ASSIGNMENT:
Gather each line of the records where "concrete" appears.

INFORMATION PROVIDED:
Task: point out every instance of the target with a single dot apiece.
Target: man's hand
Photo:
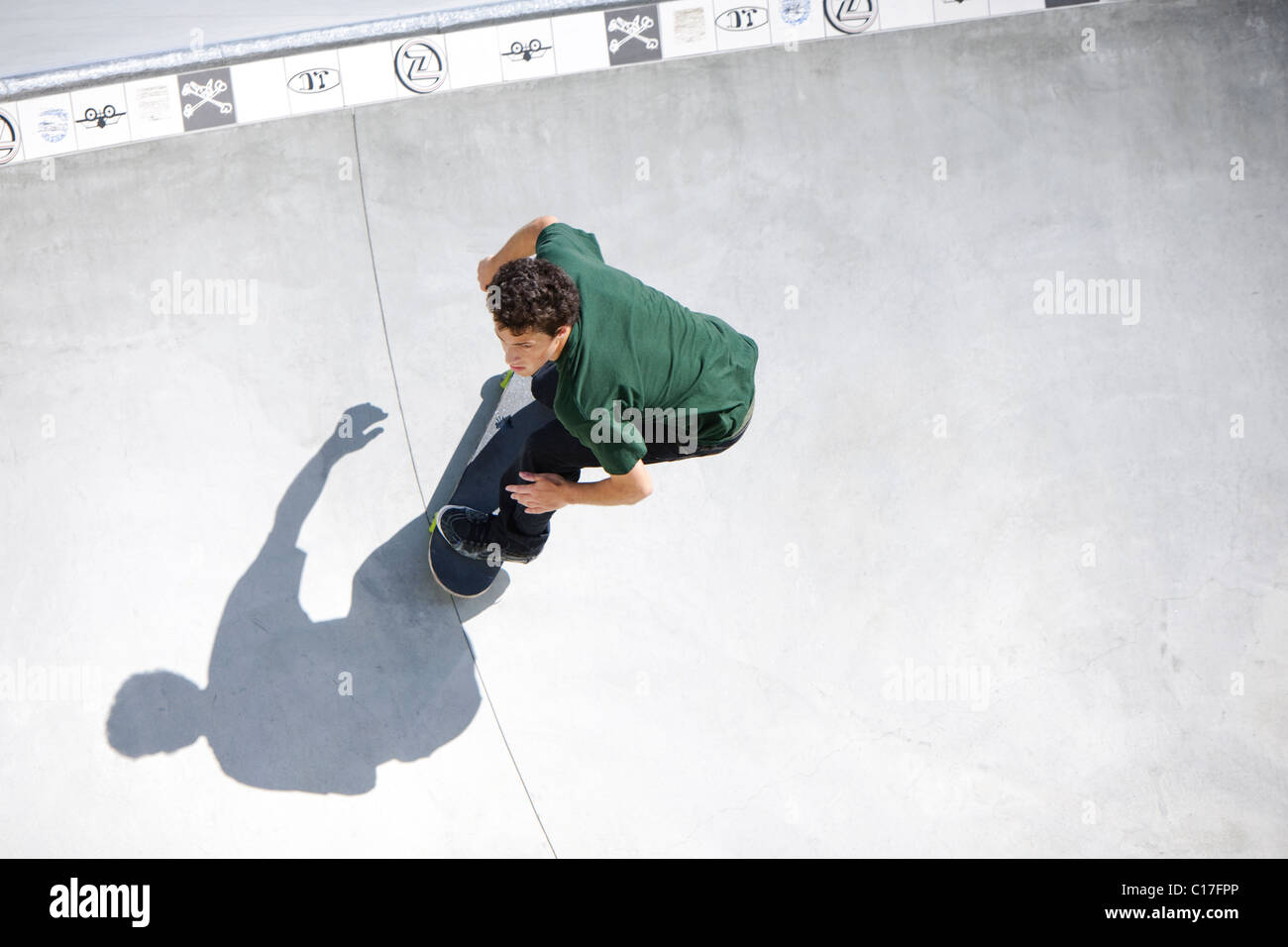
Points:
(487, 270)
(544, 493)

--

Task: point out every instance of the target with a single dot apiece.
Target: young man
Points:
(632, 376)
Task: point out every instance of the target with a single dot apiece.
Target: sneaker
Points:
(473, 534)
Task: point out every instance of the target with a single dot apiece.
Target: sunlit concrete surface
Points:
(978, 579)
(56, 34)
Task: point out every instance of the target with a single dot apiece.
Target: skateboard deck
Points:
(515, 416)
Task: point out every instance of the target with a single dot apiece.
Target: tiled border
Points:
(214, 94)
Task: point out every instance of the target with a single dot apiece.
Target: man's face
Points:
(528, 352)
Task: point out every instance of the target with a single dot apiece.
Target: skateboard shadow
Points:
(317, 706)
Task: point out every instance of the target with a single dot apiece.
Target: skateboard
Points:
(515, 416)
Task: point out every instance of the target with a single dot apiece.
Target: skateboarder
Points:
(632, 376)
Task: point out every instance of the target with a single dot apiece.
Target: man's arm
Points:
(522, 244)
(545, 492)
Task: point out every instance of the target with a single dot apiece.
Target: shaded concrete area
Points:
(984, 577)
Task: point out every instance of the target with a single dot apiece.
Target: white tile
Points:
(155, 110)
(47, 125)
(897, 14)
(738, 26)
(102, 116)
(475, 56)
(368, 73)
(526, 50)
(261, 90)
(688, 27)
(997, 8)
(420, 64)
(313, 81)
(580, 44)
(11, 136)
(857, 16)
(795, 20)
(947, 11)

ANSWER FOR THE TASK:
Target: sunlit concrete surface
Target: shaded concrete area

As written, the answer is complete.